Data to process
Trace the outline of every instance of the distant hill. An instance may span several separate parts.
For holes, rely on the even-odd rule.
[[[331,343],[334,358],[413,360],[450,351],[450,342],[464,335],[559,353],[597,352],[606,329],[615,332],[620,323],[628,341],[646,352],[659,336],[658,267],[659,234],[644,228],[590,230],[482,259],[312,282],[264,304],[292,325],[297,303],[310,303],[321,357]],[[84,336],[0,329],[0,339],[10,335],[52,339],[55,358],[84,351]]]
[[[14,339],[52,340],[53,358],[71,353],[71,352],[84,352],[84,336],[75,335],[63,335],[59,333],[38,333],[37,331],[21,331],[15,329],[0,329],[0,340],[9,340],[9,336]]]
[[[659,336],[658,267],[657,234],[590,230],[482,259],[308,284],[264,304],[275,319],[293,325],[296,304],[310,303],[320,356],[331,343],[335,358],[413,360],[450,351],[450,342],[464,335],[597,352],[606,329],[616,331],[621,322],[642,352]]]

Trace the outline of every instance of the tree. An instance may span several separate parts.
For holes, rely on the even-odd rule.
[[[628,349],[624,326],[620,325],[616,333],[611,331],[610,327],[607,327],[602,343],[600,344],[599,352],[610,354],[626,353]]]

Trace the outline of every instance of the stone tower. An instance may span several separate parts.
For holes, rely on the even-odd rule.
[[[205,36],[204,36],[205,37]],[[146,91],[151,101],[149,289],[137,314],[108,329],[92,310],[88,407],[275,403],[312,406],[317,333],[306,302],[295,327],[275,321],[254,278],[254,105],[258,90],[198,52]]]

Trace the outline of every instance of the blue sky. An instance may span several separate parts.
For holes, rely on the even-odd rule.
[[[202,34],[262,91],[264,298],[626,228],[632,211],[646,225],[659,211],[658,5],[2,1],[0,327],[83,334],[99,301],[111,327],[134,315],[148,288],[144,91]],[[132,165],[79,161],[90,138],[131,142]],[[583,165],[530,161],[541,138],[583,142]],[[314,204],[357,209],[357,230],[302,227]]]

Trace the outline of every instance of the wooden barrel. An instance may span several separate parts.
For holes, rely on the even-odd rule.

What to work on
Render all of the data above as a Markdown table with the columns Row and Line. Number the nonblank lines in order and put each one in its own row.

Reply to the task
| Row | Line |
|---|---|
| 1 | Trace the outline of every instance of the distant hill. An instance may span several separate parts. |
| 2 | For holes, rely on the even-odd rule. |
| 3 | [[[331,343],[334,358],[413,360],[450,351],[450,342],[464,335],[559,353],[597,352],[606,329],[615,332],[620,323],[628,341],[646,352],[659,336],[658,267],[659,234],[644,228],[590,230],[482,259],[312,282],[264,304],[292,325],[297,303],[310,303],[321,357]],[[84,336],[0,329],[0,339],[10,335],[52,339],[55,358],[84,351]]] |
| 4 | [[[14,339],[52,340],[53,358],[71,353],[71,352],[84,352],[84,336],[75,335],[63,335],[59,333],[38,333],[37,331],[21,331],[15,329],[0,329],[0,340],[9,340],[9,336]]] |
| 5 | [[[659,336],[658,267],[657,234],[590,230],[482,259],[308,284],[264,304],[275,319],[293,325],[296,304],[310,303],[320,356],[331,343],[335,358],[413,360],[450,351],[450,342],[464,335],[597,352],[606,329],[616,331],[621,322],[642,352]]] |
| 6 | Trace the outline of every instance of the tree. An instance may span several separate parts. |
| 7 | For holes, rely on the even-odd rule. |
| 8 | [[[628,349],[624,326],[620,325],[616,333],[611,331],[610,327],[607,327],[602,343],[600,344],[599,352],[610,354],[626,353]]] |
| 9 | Trace the outline of every instance of the stone tower. An instance may span several separate parts. |
| 10 | For holes, rely on the even-odd rule. |
| 11 | [[[205,36],[204,36],[205,37]],[[146,91],[151,101],[149,289],[137,314],[108,329],[92,310],[88,407],[275,403],[312,406],[317,333],[306,302],[295,327],[275,321],[254,278],[254,105],[258,90],[198,52]]] |
| 12 | Trace the outline of every instance of the blue sky. An instance may span several separate parts. |
| 13 | For holes, rely on the even-odd rule. |
| 14 | [[[202,34],[262,91],[264,298],[626,228],[632,211],[646,225],[659,211],[658,5],[2,1],[0,327],[83,334],[99,301],[111,327],[134,315],[148,288],[144,91]],[[132,165],[79,161],[90,138],[131,142]],[[583,165],[530,161],[541,138],[583,142]],[[314,204],[357,209],[357,230],[302,227]]] |
| 15 | Trace the outline of every instance of the wooden barrel. An instance may span several separate parts. |
| 16 | For holes, rely on the even-odd rule. |